Pointing dataset records:
— BEGIN —

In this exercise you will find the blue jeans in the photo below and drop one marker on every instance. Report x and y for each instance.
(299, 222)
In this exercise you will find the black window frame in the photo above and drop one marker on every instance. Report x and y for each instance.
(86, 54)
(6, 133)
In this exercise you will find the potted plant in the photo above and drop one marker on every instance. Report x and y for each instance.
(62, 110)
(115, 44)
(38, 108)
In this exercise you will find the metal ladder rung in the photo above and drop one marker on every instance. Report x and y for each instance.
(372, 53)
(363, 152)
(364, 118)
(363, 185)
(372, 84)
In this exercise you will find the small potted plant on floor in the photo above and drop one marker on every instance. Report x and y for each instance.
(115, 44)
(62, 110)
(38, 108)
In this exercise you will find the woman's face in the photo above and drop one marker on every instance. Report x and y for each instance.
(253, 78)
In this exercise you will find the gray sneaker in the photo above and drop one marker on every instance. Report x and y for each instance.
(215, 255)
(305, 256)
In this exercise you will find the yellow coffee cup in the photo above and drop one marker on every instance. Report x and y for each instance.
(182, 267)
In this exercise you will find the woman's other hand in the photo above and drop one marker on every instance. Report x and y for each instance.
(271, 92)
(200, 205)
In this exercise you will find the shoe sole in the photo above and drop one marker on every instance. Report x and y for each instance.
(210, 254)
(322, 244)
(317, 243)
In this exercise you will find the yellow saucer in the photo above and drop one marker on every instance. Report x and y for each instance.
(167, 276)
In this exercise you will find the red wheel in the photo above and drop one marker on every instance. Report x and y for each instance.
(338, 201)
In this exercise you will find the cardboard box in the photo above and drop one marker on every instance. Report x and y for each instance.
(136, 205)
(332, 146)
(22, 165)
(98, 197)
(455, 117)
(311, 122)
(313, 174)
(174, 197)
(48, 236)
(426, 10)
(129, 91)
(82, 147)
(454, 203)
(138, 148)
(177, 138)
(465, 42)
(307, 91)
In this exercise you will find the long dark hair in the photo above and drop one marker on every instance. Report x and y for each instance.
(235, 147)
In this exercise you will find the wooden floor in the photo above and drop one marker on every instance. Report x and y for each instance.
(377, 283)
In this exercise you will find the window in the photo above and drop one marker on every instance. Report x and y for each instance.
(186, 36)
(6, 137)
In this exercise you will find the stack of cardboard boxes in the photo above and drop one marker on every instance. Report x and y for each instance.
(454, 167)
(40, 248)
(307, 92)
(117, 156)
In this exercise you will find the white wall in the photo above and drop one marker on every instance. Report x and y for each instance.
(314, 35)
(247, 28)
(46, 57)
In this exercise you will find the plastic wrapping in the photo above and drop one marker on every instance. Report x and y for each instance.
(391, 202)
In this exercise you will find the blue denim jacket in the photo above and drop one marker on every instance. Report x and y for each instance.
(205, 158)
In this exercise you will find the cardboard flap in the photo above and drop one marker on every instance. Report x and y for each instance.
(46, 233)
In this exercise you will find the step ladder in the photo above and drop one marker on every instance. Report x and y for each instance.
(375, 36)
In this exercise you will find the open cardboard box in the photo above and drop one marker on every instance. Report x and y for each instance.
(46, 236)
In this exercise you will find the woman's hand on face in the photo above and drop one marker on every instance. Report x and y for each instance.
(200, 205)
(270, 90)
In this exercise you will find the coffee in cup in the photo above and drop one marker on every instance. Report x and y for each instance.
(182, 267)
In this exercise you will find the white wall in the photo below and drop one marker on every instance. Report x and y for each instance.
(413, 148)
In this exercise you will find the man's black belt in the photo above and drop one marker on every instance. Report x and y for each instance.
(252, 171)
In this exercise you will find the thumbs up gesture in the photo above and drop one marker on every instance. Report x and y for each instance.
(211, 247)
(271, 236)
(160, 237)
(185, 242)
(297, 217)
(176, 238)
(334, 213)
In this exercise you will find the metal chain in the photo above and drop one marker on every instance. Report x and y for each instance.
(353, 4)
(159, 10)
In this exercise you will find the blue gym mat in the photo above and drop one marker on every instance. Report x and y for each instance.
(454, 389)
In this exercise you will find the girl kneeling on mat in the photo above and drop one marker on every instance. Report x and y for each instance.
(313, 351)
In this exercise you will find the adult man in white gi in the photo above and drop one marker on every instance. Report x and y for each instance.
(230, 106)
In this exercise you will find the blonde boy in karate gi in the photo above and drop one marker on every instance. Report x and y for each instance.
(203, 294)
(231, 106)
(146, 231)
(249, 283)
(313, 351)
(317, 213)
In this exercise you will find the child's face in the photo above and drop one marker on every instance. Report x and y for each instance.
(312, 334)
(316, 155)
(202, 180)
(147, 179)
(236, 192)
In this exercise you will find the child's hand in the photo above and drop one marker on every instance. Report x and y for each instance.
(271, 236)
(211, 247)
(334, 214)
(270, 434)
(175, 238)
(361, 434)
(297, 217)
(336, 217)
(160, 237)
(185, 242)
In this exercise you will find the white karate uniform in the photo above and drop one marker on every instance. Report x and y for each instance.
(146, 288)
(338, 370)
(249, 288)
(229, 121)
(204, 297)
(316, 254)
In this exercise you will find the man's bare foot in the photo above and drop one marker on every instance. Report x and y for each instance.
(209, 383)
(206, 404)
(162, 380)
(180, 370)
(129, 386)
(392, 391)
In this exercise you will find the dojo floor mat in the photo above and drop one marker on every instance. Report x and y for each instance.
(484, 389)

— END —

__OBJECTIVE__
Take the material above and return all of it exactly.

__COMPLETE ANSWER__
In this exercise you will find the blue jeans in the photo below and drop one marker on every instance. Report x and y for each instance.
(299, 222)
In this exercise you will find the black window frame in the photo above and drop one marker on every instance. Report x and y for each instance.
(86, 54)
(6, 133)
In this exercise you will find the potted plant in the photo above and drop one marker on every instance. Report x and y for each instance.
(62, 110)
(115, 44)
(38, 108)
In this exercise you will find the metal ladder rung in the photo above and drop one marker on every instance. Report x and y for each instance.
(372, 53)
(363, 152)
(364, 118)
(363, 185)
(372, 84)
In this exercise you will find the small potted plant on floor in the photo above and drop one marker on every instance. Report x and y for each instance.
(115, 44)
(62, 110)
(38, 108)
In this exercise you will find the woman's face in the photo above and drop one marker on every instance. Report x and y for each instance.
(253, 78)
In this exercise you will find the gray sneaker in the photo above and drop one marker on every instance. Report x and y for each instance.
(215, 255)
(305, 256)
In this exercise you will find the yellow coffee cup in the photo above and drop one marker on every instance. Report x and y for each instance.
(182, 267)
In this exercise you will find the woman's other hand in the photo above and drop one marker on every instance. Report x and y for each instance.
(271, 92)
(200, 205)
In this exercise you will find the shoe sole in the photo above and drop one marker on every instance. Report x and y for each instance.
(210, 254)
(322, 244)
(317, 243)
In this exercise you will find the yellow saucer in the photo above and drop one marker on every instance. Report x and y for each instance.
(167, 276)
In this exercise you will find the red wheel in the photo above and drop one marker on every instance. Report x and y for each instance.
(338, 201)
In this exercise you will find the cardboard box in the photo above and drop one marker on every instance. Report x and y for each instance.
(136, 205)
(332, 146)
(22, 165)
(98, 197)
(455, 117)
(311, 122)
(313, 174)
(174, 197)
(48, 236)
(426, 10)
(129, 91)
(82, 147)
(454, 203)
(138, 148)
(177, 138)
(465, 42)
(307, 91)
In this exercise you will find the long dark hair in the photo above and drop one marker on every instance. Report x and y for each instance.
(235, 147)
In this exercise you will find the wooden floor in the photo above and drop one marker on every instance. Report x and y for each instance.
(377, 283)
In this exercise you will find the window in the photo above and drop one marker on every instance. Report x and y for each instance.
(186, 36)
(6, 137)
In this exercise you will find the stack of cardboard boxes in the photo above and drop one marker on every instance. Report x and y for each instance.
(454, 167)
(40, 248)
(307, 92)
(117, 156)
In this exercise you will find the white wall in the photo above and drop one marker on every instance. Report x and y for each instance.
(314, 35)
(247, 28)
(46, 57)
In this exercise you will find the plastic wrapping in the photo above and drop one marker on every instance. Report x and y for each instance.
(391, 202)
In this exercise you will find the blue denim jacket in the photo above and drop one marker on every instance. Report x and y for each instance.
(205, 158)
In this exercise you will find the cardboard flap in the photo above and drop one marker on every instance. Report x and y for each instance.
(46, 233)
In this exercise you will find the step ladder in the photo above and drop one marker on every instance. Report x and y for each instance.
(375, 36)
In this exercise you will find the open cardboard box in the photo above and drop one marker on every instance. Report x and y for each instance.
(46, 236)
In this exercise you will find the woman's hand on face in the photo above and drop one marker on every instance. Report x and y for each instance.
(200, 205)
(270, 90)
In this exercise you will find the coffee in cup in the photo above and drop one marker on every instance. Report x and y for each instance.
(182, 267)
In this exercise you will find the white wall in the photo below and drop one marker on every instance. Report x and y for each instance.
(413, 148)
In this exercise you will find the man's black belt in the photo above and drop one marker on every instance. Report x and y for each instance.
(252, 171)
In this exercise you will find the thumbs up gesture in the photo above and drop one marker on every instance. Report x and y for each instance.
(211, 247)
(271, 236)
(160, 237)
(185, 242)
(297, 217)
(176, 238)
(334, 213)
In this exercise you will find the metal chain in the photo above and drop one marker on every instance. Report x and y for each instance.
(353, 4)
(159, 10)
In this exercise you will find the blue gym mat in the photo above and drop one marker on every instance. Report x and y for each instance.
(454, 389)
In this exercise you will find the girl kneeling on mat in the photo above and drop one marker on every instance. Report x and y for each instance.
(313, 351)
In this exercise you will find the adult man in white gi in the photo above and drop one marker on every instance. Report x and y for each instance.
(230, 106)
In this exercise you will find the blonde boy in karate gi in the photo above and drop one marker on every instance. Report x and y for each instance.
(203, 294)
(231, 106)
(146, 231)
(249, 283)
(313, 351)
(317, 213)
In this exercise you will find the child's face in the photo above and drop one marker on every instance. Report x and y for each instance.
(312, 334)
(316, 155)
(202, 180)
(147, 179)
(236, 192)
In this exercise you will find the child's hand in the photo above and drop one marker on every instance. Report x and y for each instance.
(271, 236)
(211, 247)
(334, 214)
(270, 434)
(175, 238)
(361, 434)
(297, 217)
(336, 217)
(160, 237)
(185, 242)
In this exercise you will find the white karate uniform in the photo above and drop one marker on every instance. Report x and y for each instance.
(146, 288)
(338, 370)
(249, 288)
(229, 121)
(204, 297)
(316, 254)
In this exercise you will find the man's bare foot in the photo above and drop one marker on every instance. Report x and y for each instance.
(209, 383)
(206, 404)
(162, 380)
(180, 370)
(129, 386)
(392, 391)
In this exercise you will find the dojo floor mat in the photo above and drop one marker on every instance. Report x and y for each instance.
(484, 389)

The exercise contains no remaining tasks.